Exercice écrit 1: Dites si les énoncés (a), (b) et (c) concordent avec l'article, en répondant par oui ou non et en citant mot pour mot le passage de l'article qui tranche. (a) Il est quinze heures. (b) Les nuages glissent rapidement à l'horizon. (c) Le gong retentit tout près.
Exercice écrit 2: Relevez, s'il vous plaît, toutes les lignes des entrées qui contiennent le mot « tall ».

Article:
La fête des cloches ! Chaque jour que Dieu fait, vous répondront les cyniques et les populistes. Franchement, il n’y a pas de quoi rire. Aujourd’hui c’est Pâques, voyez-vous, c’est grave. Important. Mystique. Au moins. Bien sûr, c’est pour beaucoup l’occasion de ne rien faire, tout en se rendant vaguement malade en mangeant du chocolat. Mais sinon, c’est dramatique, au sens spectaculaire du terme. Oui, c’est dramatique. C’est Pâques. La fête des cloches. Un moment clef.


Au loin le gong retentit. Les oiseaux en crissent comme des sirènes. Un rouage en est bloqué. Un rouage en est rouillé. C’est grave, voyez-vous. Lents, majestueux, éphémères et immémoriaux, les nuages lourds glissent à l’horizon. Dramatique, je vous dis. C’est Pâques. Il est quinze heures. Une flaque scintille sur le toit en face. Une mare sur le moi, c’est un coup à prendre froid. Sauf si c’est un toit en béton, usé, désarmé. Et si par malheur, c’est le jour de Pâques, la flaque, sur le toi, un coup, pour sûr, à prendre foi.

Entrées extraites:
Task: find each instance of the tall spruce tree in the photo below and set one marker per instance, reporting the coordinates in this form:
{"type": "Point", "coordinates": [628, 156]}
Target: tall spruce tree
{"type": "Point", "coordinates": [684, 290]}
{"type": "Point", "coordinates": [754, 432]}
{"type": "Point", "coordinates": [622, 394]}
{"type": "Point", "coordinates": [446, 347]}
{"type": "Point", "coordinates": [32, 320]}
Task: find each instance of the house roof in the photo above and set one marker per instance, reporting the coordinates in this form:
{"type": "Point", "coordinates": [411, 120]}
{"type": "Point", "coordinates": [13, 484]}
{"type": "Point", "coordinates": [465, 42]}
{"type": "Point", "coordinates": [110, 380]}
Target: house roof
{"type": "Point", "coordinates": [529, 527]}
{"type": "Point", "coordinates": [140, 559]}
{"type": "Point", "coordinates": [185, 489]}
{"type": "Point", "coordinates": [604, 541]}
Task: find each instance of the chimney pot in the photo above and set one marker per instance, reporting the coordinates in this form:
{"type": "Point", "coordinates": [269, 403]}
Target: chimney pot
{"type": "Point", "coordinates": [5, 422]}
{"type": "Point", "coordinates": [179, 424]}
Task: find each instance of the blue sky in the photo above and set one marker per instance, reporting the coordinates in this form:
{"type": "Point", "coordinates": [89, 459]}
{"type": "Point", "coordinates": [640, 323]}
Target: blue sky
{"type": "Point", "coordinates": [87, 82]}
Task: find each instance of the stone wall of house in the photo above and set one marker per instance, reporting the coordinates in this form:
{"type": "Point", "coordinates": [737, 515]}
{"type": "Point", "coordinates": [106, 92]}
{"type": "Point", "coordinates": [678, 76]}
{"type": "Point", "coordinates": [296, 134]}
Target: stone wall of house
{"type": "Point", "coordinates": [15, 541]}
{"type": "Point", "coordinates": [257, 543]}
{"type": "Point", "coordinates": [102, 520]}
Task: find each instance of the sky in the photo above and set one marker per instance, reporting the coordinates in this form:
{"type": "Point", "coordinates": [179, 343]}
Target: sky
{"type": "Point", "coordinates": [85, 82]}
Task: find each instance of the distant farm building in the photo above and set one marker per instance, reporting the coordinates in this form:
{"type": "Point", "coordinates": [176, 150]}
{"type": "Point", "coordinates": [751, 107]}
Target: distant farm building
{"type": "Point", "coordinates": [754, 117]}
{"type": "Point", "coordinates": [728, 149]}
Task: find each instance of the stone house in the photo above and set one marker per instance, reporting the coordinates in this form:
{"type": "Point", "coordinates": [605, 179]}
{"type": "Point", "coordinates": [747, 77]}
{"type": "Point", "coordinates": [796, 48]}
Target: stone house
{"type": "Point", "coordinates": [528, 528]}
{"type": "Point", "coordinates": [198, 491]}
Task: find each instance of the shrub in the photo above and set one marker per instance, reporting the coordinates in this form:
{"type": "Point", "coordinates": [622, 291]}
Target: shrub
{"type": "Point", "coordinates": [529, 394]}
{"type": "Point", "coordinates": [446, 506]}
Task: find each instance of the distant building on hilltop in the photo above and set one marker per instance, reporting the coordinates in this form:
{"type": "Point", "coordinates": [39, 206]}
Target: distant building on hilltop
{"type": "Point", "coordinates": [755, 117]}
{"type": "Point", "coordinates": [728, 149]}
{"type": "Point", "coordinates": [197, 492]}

Réponse finale 1:
(a) Oui : « Il est quinze heures. »
(b) Non : « Lents, majestueux, éphémères et immémoriaux, les nuages lourds glissent à l’horizon. »
(c) Non : « Au loin le gong retentit. »

Réponse finale 2:
Task: find each instance of the tall spruce tree in the photo below and set one marker per instance, reporting the coordinates in this form:
Target: tall spruce tree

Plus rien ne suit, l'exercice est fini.